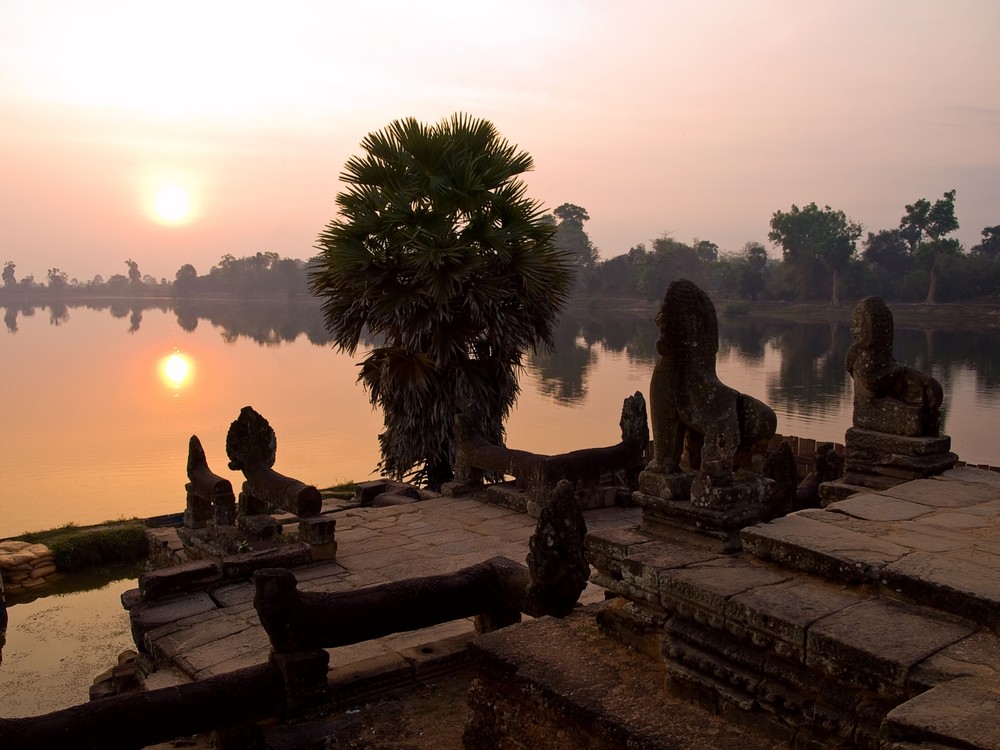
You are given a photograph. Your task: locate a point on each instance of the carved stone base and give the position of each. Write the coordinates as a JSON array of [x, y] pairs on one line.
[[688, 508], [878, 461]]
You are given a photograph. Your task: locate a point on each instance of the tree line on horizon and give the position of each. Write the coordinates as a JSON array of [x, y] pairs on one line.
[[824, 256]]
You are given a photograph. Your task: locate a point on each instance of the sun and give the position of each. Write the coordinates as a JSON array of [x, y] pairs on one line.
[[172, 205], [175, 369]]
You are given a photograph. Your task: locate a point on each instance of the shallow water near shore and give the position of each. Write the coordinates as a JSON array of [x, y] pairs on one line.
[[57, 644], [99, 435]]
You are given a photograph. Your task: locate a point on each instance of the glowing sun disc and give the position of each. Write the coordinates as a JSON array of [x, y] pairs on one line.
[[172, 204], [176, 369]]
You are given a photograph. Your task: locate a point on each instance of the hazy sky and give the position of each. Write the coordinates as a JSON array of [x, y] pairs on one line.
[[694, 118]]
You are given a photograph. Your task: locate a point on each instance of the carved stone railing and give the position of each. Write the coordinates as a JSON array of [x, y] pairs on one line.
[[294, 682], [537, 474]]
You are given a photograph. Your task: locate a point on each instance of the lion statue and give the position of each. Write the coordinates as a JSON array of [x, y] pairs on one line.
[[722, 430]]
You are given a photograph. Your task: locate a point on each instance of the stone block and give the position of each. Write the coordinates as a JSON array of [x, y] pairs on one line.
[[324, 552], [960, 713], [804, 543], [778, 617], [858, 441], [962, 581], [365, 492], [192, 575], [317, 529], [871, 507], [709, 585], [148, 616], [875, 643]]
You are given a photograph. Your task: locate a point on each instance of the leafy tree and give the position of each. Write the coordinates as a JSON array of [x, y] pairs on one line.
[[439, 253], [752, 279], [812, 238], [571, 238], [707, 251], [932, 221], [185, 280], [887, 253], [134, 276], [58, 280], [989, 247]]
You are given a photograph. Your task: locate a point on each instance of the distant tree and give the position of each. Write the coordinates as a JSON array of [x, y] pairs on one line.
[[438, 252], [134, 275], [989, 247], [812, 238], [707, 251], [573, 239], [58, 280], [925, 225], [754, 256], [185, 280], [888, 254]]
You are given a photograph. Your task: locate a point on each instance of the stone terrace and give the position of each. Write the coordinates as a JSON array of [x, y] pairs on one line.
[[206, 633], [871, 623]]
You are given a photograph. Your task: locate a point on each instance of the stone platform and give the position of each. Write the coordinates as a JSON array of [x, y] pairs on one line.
----------------------------------------
_What is required_
Place the portion of the data that opens with the line containing "of the distant" and closes with the line containing "[[206, 633], [871, 623]]", both lines included, into a JSON list of strings, with one string per line and blank lines omitted.

_Reply_
[
  "You are given a photograph. Your task: locate a point on each instance of the distant tree and give the position of each. Write the coordinates as a JSON array of [x, y] pairs on one line.",
  "[[438, 252], [134, 275], [989, 247], [812, 238], [707, 251], [573, 239], [58, 280], [925, 225], [754, 256], [185, 280], [888, 254]]",
  "You are given a photograph. Your task: locate a point on each instance of the stone terrace and give the position of each. Write the coordinates as a JSON array of [x, y] pairs on one line.",
  "[[206, 633], [871, 623]]"
]